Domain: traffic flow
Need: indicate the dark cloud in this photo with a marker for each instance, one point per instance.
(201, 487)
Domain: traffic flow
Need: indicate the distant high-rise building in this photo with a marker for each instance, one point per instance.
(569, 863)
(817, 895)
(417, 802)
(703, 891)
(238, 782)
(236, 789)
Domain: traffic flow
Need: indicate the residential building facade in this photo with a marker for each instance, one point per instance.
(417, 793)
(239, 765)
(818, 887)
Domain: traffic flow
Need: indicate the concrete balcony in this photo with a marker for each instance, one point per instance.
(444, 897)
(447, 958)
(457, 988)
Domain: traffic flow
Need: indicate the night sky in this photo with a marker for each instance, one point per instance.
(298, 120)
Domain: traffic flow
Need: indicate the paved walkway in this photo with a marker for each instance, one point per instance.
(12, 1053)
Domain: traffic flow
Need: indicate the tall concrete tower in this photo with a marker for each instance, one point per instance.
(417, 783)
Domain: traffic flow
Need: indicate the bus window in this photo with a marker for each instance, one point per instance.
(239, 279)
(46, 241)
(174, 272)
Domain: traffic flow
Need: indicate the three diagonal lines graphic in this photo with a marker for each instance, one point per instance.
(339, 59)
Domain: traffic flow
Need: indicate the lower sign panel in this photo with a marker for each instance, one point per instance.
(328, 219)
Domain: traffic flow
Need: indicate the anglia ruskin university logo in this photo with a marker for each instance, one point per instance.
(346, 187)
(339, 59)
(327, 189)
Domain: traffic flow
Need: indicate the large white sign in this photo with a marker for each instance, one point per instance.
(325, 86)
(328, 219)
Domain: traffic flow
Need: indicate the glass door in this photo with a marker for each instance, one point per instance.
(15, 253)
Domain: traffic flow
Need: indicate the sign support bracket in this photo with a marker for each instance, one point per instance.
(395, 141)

****************

Written problem
List each line of the data above that contains the word "sign".

Exercise solution
Need: indicate the lower sign panel in this photo with a marker for each instance, one point per instance.
Need: indicate the large white sign in this photo with a marker for each instance, one point per instance.
Need: indicate the sign support bracket in this photo with a marker for each instance, one point per instance.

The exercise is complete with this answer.